▸ Exercise instructions:
[A] Repeat word for word the part of the letter about the Pryor Wild Horse Herd starting with "Dear Cloud Friends;" and going on through "Wild Horse Herd.".
[B] Using the figures in the letter about the Pryor Wild Horse Herd, explain in one to three sentences why the writer objects to the planned removal.
[C] Continue the letter about the Pryor Wild Horse Herd from the point where it stops.

▸ Text shown:
2-year old Adelina, granddaughter of Blue Sioux & Red Raven
2-year old Adelina, granddaughter of Blue Sioux & Red Raven

Dear Cloud Friends;

The Billings BLM has decided to accept emails (BLM_MT_Billings_FO@blm.gov) and faxes (406-896-5281) for comments on their Preliminary Environmental Assessment (PEA) which calls for the permanent removal of 30 young horses (ages 1-3 years) from the Pryor Wild Horse Range during 2012. Comments are due by close of business (4:30 pm MST) January 6th.

The removal will bring the herd to the “Appropriate” Management Level of 120. This drastic plan is completely unacceptable and dangerous for the future survival of the Pryor Wild Horse Herd.

The herd currently numbers only 150 adults (one year and older), the bare minimum to maintain genetic viability.
In 2011, mortality equaled births which is exactly what BLM states as their goal for the herd.

▸ Data extracts:
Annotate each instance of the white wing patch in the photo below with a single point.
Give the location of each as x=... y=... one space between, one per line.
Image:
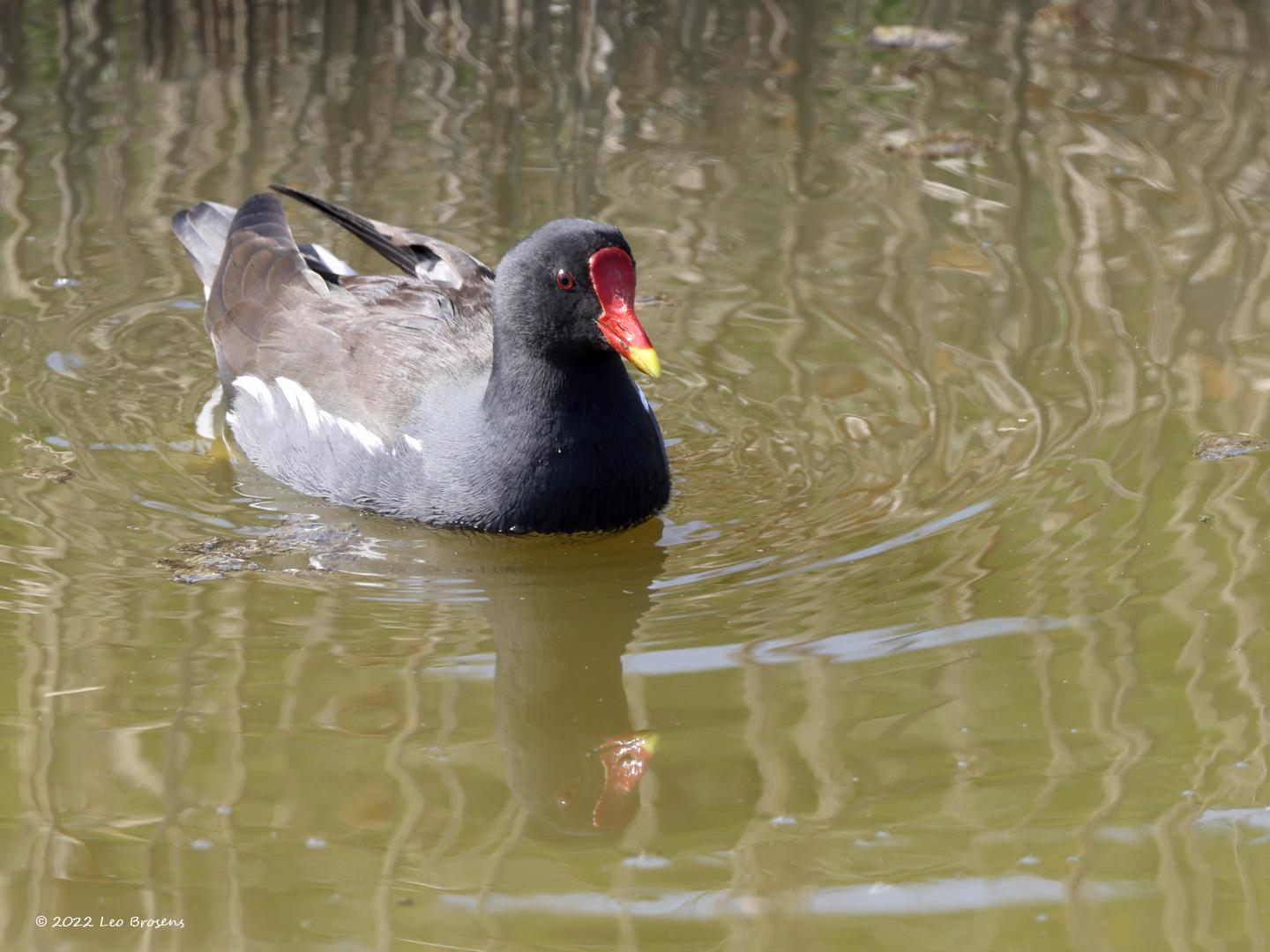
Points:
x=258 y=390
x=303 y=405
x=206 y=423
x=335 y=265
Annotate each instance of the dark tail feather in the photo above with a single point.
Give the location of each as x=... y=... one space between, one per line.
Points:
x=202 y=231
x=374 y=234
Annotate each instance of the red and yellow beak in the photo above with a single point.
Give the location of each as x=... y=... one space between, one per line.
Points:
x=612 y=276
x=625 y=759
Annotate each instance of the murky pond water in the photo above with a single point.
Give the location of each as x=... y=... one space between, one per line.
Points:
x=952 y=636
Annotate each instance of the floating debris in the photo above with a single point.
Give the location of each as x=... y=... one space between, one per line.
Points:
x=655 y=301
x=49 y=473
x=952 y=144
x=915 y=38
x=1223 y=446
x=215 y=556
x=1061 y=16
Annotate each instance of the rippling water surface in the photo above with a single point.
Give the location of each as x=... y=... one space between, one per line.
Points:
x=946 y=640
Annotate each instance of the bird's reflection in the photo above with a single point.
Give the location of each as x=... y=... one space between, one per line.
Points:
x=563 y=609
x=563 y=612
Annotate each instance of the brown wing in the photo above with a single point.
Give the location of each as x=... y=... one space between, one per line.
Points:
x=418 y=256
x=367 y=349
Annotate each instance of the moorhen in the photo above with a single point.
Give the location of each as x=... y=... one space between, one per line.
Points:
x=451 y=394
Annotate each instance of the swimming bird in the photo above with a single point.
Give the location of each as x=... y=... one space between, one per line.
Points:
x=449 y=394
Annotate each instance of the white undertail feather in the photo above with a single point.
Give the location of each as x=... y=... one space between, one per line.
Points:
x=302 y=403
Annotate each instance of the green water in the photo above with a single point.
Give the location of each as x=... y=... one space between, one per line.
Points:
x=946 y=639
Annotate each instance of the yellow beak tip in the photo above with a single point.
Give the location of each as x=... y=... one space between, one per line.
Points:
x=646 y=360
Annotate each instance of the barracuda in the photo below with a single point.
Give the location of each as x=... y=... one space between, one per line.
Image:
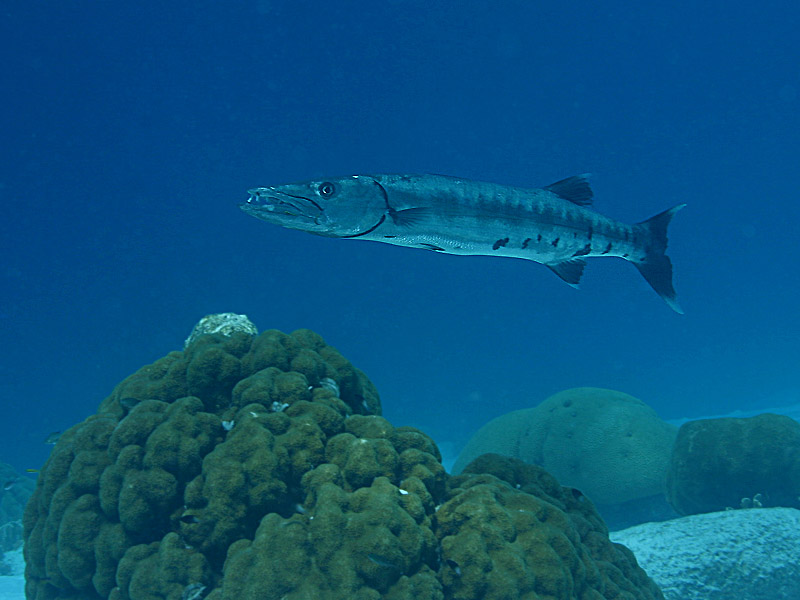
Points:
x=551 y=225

▸ Results for each task:
[A]
Dear Cloud Friends;

The Billings BLM has decided to accept emails (BLM_MT_Billings_FO@blm.gov) and faxes (406-896-5281) for comments on their Preliminary Environmental Assessment (PEA) which calls for the permanent removal of 30 young horses (ages 1-3 years) from the Pryor Wild Horse Range during 2012. Comments are due by close of business (4:30 pm MST) January 6th.

The removal will bring the herd to the “Appropriate” Management Level of 120. This drastic plan is completely unacceptable and dangerous for the future survival of the Pryor Wild Horse Herd.

[B] The removal of 30 young horses would bring the herd down to 120. The letter says the herd now numbers only 150 adults, which is the bare minimum for genetic viability. It adds that in 2011 mortality equaled births, which is the goal BLM itself states for the herd.

[C]
The PEA includes an alternative (which was considered but not analyzed – why?): “This alternative consists of initially removing ten wild horses and re-assessing every year until the recruitment rate is equal to the natural mortality.” This is already the case! In 2011 mortality equaled recruitment (surviving foals).

Bottom line, it is dead wrong to remove any horses of any age before knowing how many foals are born in 2012, how many horses survive the winter, how many foals survive going into the fall, and the level of predation.

We urge you to write, email or fax (currently broken according to Billings BLM). Please encourage BLM to select the No Action Alternative.

Stand up for Cloud and the young horses of the Pryors, including Cloud’s look-alike grandson, Echo (Killian) and so many other youngsters who are the future of the herd. They deserve to live their lives in precious freedom!

Happy Trails!
Ginger
Regular post letters can still be mailed to:
Jim Sparks
BLM Field Manager
Billings Field Office
5001 Southgate Drive
Billings, MT 59101

Further confirmation:
I confirm that the Billings Field Office will accept electronically transmitted public comments, but definitely do encourage comments being mailed or hand delivered since malfunction of the electronic means when receiving a high volume of comments can lead to comments not being successfully received in their entirety. Thank you.
– Richard Hanes, Ph.D.
BLM Acting Assistant Director, Washington D.C.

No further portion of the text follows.